His sudden wealth allowed him to build a large mansion in Madison; it was completed in 1844. His wife Elizabeth died in 1846 and he was remarried to Margaret Mary McClure in 1848.

In 1849, he began trading railroad shares in New York in a bank he started there in the same year with Richard Winslow called Winslow, Lanier & Co. In 1851, he moved to the state of New York, where he would manage his new business. He never moved back to Indiana.

At the request of Gov. Oliver P. Morton, Lanier loaned the Indiana government over one million dollars without security to help the state avoid bankruptcy during the American Civil War. The money was used to pay interest on the state debt and outfit troops. It was all repaid by 1870. The state, grateful for his help, has preserved his residence in Madison, the Lanier Mansion, as a state historic site.

==Personal life==
In 1819, he married his first wife, Elizabeth G. Gardner (1798–1846). Following Elizabeth's death, he married Margaret Mary McClure (1825–1903).

- Alexander Chalmers Lanier (1820–1895), an attorney who married Stella Louise Searing Godman (1825–1899).
- Elizabeth Frances Lanier (1822–1910), who married Brig. Gen. William McKee Dunn (1814–1887).
- Drucilla Ann Lanier (1824–1903), who married John Robert Cravens (1819–1899), the Lieutenant Governor of Indiana.
- Margaret Downing Lanier (b. 1827)
- John James Lanier (1829–1836), who died young.
- Mary Lanier (b. 1832), who married John Cameron Stone (d. 1862).
- Louisa Morris Lanier (1835–1885)

§ Exercise requirements:
1. In the Lanier biography, by what year had the Indiana government repaid Lanier's loan?
2. Please resume the Lanier biography after its last line.

§ Source information:
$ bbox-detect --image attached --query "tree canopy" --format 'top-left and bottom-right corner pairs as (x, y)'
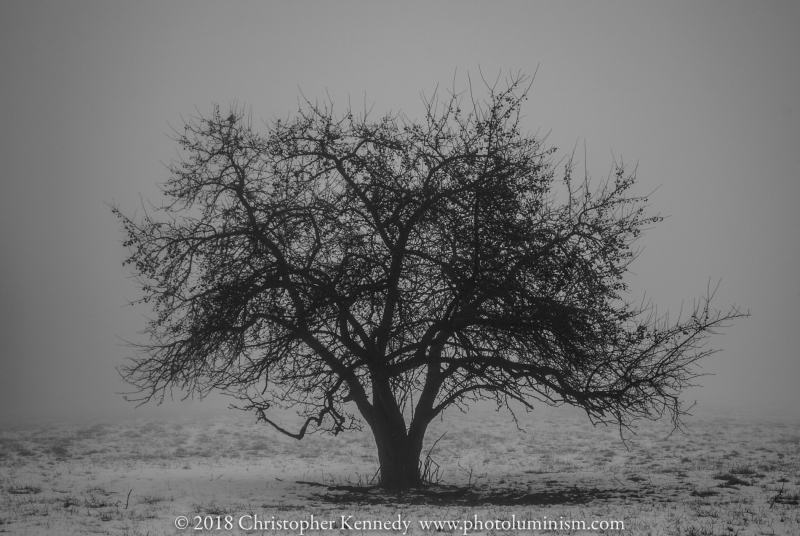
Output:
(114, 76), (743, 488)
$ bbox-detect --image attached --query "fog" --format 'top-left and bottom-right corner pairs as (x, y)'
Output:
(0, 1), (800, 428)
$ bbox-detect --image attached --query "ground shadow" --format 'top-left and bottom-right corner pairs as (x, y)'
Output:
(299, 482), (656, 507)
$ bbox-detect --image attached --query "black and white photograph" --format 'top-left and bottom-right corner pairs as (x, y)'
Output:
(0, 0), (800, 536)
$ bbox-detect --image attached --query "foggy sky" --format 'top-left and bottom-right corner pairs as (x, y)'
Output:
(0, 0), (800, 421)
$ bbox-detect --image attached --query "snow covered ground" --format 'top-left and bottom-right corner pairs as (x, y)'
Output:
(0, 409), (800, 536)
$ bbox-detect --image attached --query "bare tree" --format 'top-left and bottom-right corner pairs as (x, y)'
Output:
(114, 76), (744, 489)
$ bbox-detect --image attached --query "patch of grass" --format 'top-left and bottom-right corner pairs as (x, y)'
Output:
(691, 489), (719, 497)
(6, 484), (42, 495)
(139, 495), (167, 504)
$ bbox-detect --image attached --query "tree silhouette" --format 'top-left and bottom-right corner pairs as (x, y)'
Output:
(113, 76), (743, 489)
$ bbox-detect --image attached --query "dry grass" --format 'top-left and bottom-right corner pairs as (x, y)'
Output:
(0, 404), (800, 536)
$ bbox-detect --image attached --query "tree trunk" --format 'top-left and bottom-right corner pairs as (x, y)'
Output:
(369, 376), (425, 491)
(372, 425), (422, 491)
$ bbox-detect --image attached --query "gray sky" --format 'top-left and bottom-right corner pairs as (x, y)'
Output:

§ Written responses:
1. By 1870.

2.
- Charles D. Lanier (1837–1926), who married Sarah E. Egleston, and who was a close friend of Pierpont Morgan, who carried on Winslow, Lanier & Co. after Lanier's death.
- Jean Lanier (1849–1849), who died young.
- James Lanier (1851–1856), who died young.
- Katherine Howard Steuart Lanier (b. 1858), who married Myles Standish (d. 1915).

Lanier died on August 27, 1881, in New York City. His funeral was held at the Presbyterian Church at University Place and 10th Street in Manhattan and he was then buried at Green-Wood Cemetery.

===Descendants===
Through his youngest son, Charles, he was the grandfather of James F. D. Lanier (1858–1928), who married Harriet Bishop in 1885; Sarah Eggleston (née Lanier) Lawrence (1862–1893), Fanny (née Lanier) Appleton (1864–1958), who was married to Francis Randall Appleton, and Elizabeth Gardner (née Lanier) Turnure (1870–1935), who was married to George Evans Turnure (d. 1933).

His 3rd cousin in 4 generations is record producer Quincy Jones, whose maternal great-grandmother was an enslaved person.